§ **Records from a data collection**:
※ ※ ※

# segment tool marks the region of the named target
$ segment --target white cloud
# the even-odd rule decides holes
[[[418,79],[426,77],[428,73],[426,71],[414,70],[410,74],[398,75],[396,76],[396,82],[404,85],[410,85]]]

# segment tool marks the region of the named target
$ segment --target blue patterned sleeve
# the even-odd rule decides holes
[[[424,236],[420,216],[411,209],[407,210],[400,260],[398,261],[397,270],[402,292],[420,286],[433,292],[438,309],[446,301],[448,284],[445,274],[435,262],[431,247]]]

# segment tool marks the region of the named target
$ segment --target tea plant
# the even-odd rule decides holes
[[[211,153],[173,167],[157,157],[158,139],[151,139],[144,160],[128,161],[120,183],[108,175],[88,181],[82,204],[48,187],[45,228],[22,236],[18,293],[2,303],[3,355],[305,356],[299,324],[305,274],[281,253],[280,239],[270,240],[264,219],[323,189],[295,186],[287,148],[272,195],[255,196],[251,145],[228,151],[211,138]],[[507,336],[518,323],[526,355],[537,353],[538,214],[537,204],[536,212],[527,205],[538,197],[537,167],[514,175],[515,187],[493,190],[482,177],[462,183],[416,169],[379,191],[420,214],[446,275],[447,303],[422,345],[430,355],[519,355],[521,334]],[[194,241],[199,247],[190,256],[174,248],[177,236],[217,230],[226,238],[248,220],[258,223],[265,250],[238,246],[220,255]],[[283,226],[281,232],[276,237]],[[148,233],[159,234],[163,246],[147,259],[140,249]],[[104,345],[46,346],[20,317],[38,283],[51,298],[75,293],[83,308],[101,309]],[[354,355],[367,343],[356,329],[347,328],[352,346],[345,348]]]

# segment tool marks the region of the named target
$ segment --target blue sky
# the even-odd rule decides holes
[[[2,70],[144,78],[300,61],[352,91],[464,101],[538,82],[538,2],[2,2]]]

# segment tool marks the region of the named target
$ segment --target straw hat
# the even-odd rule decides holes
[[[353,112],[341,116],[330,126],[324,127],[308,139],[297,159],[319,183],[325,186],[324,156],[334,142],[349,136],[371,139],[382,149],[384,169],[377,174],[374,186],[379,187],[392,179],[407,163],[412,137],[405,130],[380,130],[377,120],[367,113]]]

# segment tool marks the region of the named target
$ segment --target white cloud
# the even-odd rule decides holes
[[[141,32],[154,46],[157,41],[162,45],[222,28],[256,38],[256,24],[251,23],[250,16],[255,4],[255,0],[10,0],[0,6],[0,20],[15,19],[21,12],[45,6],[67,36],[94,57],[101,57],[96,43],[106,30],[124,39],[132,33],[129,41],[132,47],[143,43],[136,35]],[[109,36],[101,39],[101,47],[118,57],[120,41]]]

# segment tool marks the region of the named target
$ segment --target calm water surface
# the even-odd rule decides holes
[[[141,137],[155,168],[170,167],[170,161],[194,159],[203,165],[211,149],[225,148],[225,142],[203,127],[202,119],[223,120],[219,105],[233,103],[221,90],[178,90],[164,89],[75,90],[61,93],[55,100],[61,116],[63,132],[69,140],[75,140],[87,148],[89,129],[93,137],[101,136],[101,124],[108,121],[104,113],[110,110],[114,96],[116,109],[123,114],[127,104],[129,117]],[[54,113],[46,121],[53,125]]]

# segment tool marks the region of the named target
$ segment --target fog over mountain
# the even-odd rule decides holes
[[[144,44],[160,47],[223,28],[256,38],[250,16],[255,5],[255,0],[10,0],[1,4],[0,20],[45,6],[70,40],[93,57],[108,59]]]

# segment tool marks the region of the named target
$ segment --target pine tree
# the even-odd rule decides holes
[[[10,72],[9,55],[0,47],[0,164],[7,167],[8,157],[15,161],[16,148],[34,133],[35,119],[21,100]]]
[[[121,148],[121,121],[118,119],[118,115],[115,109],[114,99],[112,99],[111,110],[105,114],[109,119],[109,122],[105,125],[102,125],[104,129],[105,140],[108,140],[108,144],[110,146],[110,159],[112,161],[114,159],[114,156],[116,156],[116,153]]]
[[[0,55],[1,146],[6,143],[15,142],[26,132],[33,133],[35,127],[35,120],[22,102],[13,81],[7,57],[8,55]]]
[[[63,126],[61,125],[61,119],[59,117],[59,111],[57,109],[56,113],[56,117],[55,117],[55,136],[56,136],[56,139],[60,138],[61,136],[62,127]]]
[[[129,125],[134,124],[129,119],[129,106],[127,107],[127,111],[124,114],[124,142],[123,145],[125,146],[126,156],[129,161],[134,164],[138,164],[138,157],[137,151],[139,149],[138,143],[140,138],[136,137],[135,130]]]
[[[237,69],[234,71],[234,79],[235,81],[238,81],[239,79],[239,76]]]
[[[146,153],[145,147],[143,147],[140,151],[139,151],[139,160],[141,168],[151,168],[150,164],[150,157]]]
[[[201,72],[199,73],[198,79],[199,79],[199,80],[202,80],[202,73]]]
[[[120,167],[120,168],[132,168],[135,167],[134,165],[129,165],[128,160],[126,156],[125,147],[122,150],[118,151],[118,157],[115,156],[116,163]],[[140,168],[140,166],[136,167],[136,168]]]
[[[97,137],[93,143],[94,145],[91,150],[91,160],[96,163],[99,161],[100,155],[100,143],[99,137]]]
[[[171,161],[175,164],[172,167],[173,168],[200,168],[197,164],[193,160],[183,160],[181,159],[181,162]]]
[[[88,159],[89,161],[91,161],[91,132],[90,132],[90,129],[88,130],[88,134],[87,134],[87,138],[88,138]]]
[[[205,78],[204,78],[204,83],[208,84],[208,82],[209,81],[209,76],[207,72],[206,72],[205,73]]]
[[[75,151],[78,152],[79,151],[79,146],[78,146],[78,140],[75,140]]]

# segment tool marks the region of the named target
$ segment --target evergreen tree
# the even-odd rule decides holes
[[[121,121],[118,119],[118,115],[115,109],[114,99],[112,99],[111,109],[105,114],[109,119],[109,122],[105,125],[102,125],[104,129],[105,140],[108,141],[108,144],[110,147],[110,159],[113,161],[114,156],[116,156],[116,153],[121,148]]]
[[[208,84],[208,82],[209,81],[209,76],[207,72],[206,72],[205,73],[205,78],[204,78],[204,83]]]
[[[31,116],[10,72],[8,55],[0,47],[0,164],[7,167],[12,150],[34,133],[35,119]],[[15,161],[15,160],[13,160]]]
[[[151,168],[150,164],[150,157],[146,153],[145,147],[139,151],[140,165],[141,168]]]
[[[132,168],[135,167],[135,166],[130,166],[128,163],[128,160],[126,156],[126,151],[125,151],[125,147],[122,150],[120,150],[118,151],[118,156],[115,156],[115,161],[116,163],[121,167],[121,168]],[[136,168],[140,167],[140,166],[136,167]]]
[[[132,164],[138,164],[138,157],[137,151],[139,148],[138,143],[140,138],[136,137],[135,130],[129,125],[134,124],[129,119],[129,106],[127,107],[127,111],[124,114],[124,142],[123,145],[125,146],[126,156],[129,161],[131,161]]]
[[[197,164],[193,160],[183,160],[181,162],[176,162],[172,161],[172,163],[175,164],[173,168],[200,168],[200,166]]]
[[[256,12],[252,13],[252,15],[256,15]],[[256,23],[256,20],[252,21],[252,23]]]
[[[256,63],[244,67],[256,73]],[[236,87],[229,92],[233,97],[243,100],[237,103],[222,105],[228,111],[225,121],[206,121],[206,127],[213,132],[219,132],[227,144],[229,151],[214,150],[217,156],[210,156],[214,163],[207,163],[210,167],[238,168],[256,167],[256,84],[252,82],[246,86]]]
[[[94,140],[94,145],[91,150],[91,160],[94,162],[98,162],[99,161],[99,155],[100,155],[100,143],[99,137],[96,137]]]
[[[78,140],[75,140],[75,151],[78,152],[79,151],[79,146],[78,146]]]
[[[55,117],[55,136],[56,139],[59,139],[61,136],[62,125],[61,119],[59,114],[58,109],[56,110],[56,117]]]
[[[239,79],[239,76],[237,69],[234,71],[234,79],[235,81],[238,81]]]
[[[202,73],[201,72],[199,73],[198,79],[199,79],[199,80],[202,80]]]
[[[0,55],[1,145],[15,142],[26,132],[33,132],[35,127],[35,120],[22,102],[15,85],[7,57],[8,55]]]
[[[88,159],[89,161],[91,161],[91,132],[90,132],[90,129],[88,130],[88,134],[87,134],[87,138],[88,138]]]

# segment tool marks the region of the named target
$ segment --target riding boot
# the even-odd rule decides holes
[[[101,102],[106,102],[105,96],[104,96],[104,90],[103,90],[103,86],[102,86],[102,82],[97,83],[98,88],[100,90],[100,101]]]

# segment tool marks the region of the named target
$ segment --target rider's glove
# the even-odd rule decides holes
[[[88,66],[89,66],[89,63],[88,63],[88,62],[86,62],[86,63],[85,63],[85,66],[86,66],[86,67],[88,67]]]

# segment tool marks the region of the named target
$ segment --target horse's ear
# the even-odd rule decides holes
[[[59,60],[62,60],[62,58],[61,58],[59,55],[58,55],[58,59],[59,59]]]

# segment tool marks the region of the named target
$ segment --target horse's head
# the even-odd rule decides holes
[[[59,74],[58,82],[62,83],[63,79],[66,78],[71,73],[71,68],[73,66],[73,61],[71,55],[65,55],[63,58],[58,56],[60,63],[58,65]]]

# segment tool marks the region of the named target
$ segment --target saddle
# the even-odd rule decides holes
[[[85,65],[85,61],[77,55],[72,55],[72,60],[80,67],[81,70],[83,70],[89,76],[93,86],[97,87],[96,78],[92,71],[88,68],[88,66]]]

※ ※ ※

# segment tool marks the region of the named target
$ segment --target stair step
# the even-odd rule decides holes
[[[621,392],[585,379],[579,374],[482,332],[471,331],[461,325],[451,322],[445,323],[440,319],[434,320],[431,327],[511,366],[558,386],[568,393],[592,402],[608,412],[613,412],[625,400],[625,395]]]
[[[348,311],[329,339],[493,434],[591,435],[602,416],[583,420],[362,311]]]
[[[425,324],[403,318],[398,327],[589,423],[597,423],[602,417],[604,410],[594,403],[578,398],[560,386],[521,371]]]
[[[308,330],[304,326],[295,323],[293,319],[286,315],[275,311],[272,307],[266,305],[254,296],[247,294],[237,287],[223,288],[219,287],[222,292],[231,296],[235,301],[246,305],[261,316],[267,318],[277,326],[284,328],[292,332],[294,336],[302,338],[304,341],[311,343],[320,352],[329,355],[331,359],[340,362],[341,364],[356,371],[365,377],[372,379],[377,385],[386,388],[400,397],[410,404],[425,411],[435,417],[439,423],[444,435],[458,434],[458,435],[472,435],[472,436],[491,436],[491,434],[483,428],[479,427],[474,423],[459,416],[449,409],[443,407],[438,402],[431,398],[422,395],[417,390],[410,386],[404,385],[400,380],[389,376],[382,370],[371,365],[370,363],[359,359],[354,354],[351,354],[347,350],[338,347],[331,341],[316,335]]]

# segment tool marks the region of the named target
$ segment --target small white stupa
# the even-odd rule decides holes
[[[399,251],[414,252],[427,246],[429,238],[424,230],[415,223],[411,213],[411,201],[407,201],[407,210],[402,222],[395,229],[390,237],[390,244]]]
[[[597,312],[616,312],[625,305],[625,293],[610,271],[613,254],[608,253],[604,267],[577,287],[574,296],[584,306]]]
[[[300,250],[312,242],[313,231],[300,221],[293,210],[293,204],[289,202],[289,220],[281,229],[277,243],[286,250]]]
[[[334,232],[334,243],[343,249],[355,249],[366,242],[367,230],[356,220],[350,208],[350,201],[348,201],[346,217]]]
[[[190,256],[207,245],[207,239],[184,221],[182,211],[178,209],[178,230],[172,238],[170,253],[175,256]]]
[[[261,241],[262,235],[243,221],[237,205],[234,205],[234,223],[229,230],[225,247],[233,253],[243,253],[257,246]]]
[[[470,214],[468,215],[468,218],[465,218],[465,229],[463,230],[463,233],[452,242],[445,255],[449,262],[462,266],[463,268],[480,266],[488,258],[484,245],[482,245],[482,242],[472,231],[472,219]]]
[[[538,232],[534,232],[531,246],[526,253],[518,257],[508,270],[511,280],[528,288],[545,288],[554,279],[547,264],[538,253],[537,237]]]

※ ※ ※

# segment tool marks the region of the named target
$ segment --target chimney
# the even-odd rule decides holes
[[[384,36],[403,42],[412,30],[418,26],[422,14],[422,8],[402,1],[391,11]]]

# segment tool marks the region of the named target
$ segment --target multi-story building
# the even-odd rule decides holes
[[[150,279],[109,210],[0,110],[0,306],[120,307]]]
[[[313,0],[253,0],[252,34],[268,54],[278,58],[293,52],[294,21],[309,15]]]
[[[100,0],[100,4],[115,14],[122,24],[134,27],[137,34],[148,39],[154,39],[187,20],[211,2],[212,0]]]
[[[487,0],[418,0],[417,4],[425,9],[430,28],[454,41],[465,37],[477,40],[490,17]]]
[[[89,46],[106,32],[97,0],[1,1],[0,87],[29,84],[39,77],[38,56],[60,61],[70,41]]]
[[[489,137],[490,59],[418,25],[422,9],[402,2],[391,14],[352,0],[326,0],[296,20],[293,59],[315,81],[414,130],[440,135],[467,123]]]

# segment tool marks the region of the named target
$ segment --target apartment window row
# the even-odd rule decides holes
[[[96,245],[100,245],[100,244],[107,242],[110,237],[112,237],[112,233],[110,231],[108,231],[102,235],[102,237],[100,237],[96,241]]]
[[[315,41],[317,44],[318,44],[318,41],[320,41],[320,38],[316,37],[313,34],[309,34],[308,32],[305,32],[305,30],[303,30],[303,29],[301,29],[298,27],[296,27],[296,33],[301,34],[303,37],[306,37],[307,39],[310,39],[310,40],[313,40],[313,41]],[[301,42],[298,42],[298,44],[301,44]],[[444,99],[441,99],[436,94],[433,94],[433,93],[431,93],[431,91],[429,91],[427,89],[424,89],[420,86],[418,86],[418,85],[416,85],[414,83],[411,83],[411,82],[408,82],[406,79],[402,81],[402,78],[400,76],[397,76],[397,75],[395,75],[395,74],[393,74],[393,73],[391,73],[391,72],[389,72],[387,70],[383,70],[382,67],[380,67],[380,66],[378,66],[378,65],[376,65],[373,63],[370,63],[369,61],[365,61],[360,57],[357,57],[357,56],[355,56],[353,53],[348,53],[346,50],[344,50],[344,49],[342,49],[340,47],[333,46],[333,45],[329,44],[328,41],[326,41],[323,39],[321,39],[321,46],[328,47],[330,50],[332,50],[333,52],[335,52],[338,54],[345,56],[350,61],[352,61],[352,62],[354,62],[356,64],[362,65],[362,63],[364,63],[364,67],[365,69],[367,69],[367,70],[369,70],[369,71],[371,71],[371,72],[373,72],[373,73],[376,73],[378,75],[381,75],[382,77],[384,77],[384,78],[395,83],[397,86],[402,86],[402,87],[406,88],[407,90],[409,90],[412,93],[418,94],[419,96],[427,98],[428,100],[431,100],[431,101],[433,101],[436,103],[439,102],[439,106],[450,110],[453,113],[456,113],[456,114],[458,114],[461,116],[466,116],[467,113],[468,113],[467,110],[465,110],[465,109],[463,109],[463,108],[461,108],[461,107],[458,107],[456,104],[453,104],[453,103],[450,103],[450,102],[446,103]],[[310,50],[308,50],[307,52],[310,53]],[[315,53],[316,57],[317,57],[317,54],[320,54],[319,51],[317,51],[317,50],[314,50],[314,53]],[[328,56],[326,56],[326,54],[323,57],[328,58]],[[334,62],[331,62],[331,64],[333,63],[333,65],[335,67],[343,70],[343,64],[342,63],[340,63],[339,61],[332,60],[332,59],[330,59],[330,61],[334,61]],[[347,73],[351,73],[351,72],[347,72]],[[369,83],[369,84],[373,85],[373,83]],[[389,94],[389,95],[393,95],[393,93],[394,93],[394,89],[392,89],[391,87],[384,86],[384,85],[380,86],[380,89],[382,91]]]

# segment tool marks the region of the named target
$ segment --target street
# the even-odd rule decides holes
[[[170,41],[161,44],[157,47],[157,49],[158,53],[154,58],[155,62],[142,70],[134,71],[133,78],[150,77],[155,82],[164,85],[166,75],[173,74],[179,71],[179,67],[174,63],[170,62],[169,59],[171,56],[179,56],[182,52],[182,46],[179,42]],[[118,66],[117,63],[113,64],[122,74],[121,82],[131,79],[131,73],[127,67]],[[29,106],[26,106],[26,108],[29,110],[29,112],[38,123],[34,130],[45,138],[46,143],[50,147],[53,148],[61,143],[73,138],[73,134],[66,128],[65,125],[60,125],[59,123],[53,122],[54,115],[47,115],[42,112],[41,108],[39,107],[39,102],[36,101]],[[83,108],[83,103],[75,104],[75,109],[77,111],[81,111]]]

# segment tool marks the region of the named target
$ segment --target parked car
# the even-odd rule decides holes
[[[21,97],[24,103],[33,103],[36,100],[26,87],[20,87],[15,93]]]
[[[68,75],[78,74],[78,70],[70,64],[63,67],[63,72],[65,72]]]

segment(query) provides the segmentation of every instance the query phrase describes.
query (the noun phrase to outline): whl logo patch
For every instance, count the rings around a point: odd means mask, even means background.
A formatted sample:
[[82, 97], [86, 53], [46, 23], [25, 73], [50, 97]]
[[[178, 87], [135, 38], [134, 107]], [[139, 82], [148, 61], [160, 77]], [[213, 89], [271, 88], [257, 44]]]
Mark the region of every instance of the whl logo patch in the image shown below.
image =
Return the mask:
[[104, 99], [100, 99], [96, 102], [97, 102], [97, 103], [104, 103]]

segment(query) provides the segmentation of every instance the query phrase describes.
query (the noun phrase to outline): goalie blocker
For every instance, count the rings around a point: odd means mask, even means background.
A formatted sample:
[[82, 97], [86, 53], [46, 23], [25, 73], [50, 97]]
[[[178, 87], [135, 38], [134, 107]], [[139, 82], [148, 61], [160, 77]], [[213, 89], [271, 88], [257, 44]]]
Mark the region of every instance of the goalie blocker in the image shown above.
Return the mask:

※ ※ ※

List every line of the entries above that contains the string "logo", matching case exactly.

§ **OUTPUT FOR THIS EXERCISE**:
query (the noun phrase to outline): whl logo patch
Mark the region of every instance of the whl logo patch in the image shown below.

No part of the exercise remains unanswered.